** Excerpted passage **
In [0]:
import org.apache.spark._
import org.apache.spark.sql.SparkSession
import org.apache.spark.sql.functions._
import org.apache.spark.sql.types._
import org.apache.spark.sql._
import org.apache.spark.sql.Dataset
import org.apache.spark.ml.Pipeline
import org.apache.spark.ml.classification.DecisionTreeClassifier
import org.apache.spark.ml.classification.DecisionTreeClassificationModel
import org.apache.spark.mllib.evaluation.BinaryClassificationMetrics
import org.apache.spark.ml.evaluation.BinaryClassificationEvaluator
import org.apache.spark.ml.feature.StringIndexer
import org.apache.spark.ml.tuning.ParamGridBuilder
import org.apache.spark.ml.tuning.CrossValidator
import org.apache.spark.ml.feature.VectorAssembler

 

Customer Relationship Management (CRM) is a key element of modern marketing strategies.
The French Telecom company Orange offered a large marketing database to predict the propensity of customers to switch provider (churn).

** Instruction 1 **
Repeat the Spark notebook excerpt word for word.
** Instruction 2 **
Copy the rows verbatim, from their start through the line containing "box: [21, 653, 138, 903]", inclusive, and omit the pictures.
The Spark notebook excerpt and the rows have no connection to each other.

** Entries supplied **
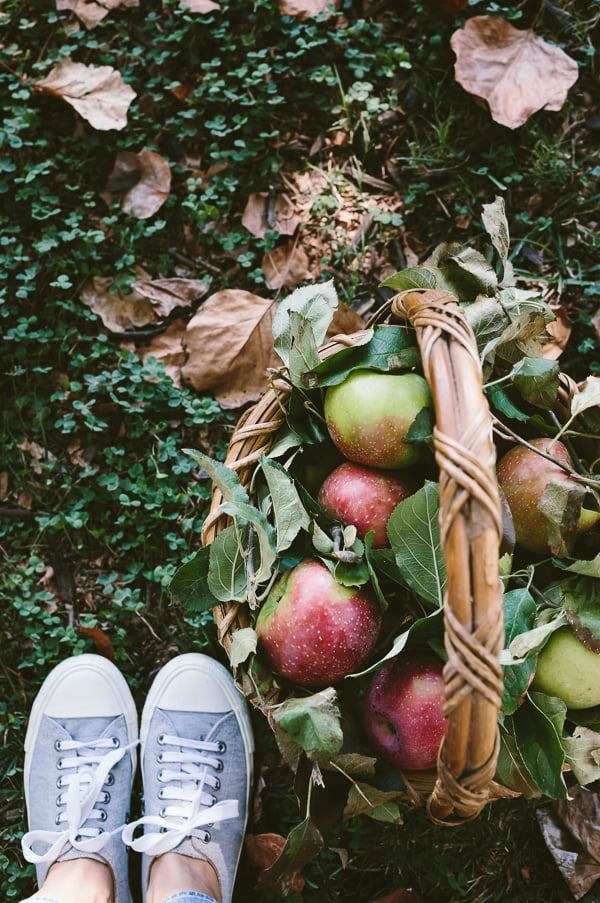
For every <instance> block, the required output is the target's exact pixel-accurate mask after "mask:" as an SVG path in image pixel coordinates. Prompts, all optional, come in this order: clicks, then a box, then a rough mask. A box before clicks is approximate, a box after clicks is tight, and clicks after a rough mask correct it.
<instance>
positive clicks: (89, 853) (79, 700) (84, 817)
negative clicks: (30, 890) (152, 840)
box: [21, 653, 138, 903]
mask: <svg viewBox="0 0 600 903" xmlns="http://www.w3.org/2000/svg"><path fill="white" fill-rule="evenodd" d="M137 743H138V721H137V712H136V708H135V702H134V700H133V697H132V695H131V692H130V690H129V687H128V686H127V683H126V681H125V678H124V677H123V676H122V674H121V673H120V671H119V670H118V668H116V667H115V665H113V664H112V663H111V662H110V661H108V659H106V658H103V657H102V656H100V655H92V654H87V653H86V654H83V655H76V656H73V657H72V658H69V659H66V660H65V661H63V662H61V663H60V664H59V665H57V666H56V667H55V668H54V669H53V670H52V671H51V672H50V674H48V676H47V677H46V679H45V681H44V683H43V684H42V686H41V688H40V690H39V692H38V694H37V696H36V698H35V700H34V702H33V706H32V708H31V714H30V717H29V723H28V726H27V733H26V735H25V763H24V783H25V802H26V805H27V818H28V825H29V831H28V832H27V833H26V834H25V835H24V836H23V838H22V840H21V846H22V849H23V855H24V857H25V859H26V860H27V861H28V862H33V863H35V866H36V872H37V880H38V883H39V885H40V886H41V885H42V884H43V882H44V880H45V878H46V874H47V872H48V869H49V868H50V866H51V865H52V864H53V863H54V862H58V861H63V860H65V859H74V858H76V857H80V856H83V857H87V858H89V859H96V860H99V861H100V862H104V863H106V864H107V865H108V866H109V868H110V869H111V872H112V876H113V882H114V890H115V903H131V893H130V890H129V879H128V855H127V854H128V851H127V847H126V846H125V845H124V844H123V841H122V838H121V832H122V830H123V827H124V825H125V823H126V821H127V816H128V813H129V806H130V800H131V786H132V782H133V774H134V771H135V763H136V746H137Z"/></svg>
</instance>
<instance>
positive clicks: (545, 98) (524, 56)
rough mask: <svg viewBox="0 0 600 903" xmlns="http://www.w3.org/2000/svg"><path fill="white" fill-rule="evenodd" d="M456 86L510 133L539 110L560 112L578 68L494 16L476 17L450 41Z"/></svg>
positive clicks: (524, 30) (452, 35)
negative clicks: (451, 49) (512, 129)
mask: <svg viewBox="0 0 600 903" xmlns="http://www.w3.org/2000/svg"><path fill="white" fill-rule="evenodd" d="M451 45H452V49H453V50H454V52H455V54H456V63H455V69H454V72H455V76H456V80H457V81H458V82H459V83H460V84H461V85H462V86H463V88H464V89H465V90H466V91H468V92H469V93H470V94H473V95H475V96H476V97H480V98H482V99H483V100H486V101H487V102H488V104H489V107H490V113H491V116H492V118H493V119H494V120H495V121H496V122H499V123H500V124H501V125H505V126H507V127H508V128H511V129H515V128H518V127H519V126H521V125H523V123H524V122H526V121H527V120H528V119H529V117H530V116H532V115H533V114H534V113H536V112H537V111H538V110H560V109H561V107H562V105H563V104H564V102H565V100H566V97H567V92H568V90H569V88H571V87H572V85H573V84H574V83H575V82H576V81H577V76H578V71H579V70H578V67H577V63H576V62H575V60H573V59H571V57H569V56H568V55H567V54H566V53H565V52H564V50H561V49H560V47H557V46H556V45H555V44H549V43H547V42H546V41H544V40H543V39H542V38H540V37H538V36H537V35H536V34H535V32H533V31H532V30H531V29H526V30H519V29H517V28H515V27H514V26H513V25H511V24H510V23H509V22H506V21H505V20H504V19H501V18H498V17H497V16H474V17H473V18H472V19H468V20H467V22H466V23H465V25H464V27H463V28H460V29H458V31H455V32H454V34H453V35H452V38H451Z"/></svg>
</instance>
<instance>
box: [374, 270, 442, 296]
mask: <svg viewBox="0 0 600 903" xmlns="http://www.w3.org/2000/svg"><path fill="white" fill-rule="evenodd" d="M381 286H382V287H383V288H391V289H394V291H397V292H404V291H407V290H408V289H411V288H435V287H436V282H435V273H434V272H432V271H431V270H428V269H426V267H407V268H406V269H405V270H400V272H399V273H394V275H393V276H390V277H389V278H388V279H385V280H384V281H383V282H382V283H381Z"/></svg>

** Expected output 1 **
In [0]:
import org.apache.spark._
import org.apache.spark.sql.SparkSession
import org.apache.spark.sql.functions._
import org.apache.spark.sql.types._
import org.apache.spark.sql._
import org.apache.spark.sql.Dataset
import org.apache.spark.ml.Pipeline
import org.apache.spark.ml.classification.DecisionTreeClassifier
import org.apache.spark.ml.classification.DecisionTreeClassificationModel
import org.apache.spark.mllib.evaluation.BinaryClassificationMetrics
import org.apache.spark.ml.evaluation.BinaryClassificationEvaluator
import org.apache.spark.ml.feature.StringIndexer
import org.apache.spark.ml.tuning.ParamGridBuilder
import org.apache.spark.ml.tuning.CrossValidator
import org.apache.spark.ml.feature.VectorAssembler

 

Customer Relationship Management (CRM) is a key element of modern marketing strategies.
The French Telecom company Orange offered a large marketing database to predict the propensity of customers to switch provider (churn).

** Expected output 2 **
For every <instance> block, the required output is the target's exact pixel-accurate mask after "mask:" as an SVG path in image pixel coordinates. Prompts, all optional, come in this order: clicks, then a box, then a rough mask. A box before clicks is approximate, a box after clicks is tight, and clicks after a rough mask correct it.
<instance>
positive clicks: (89, 853) (79, 700) (84, 817)
negative clicks: (30, 890) (152, 840)
box: [21, 653, 138, 903]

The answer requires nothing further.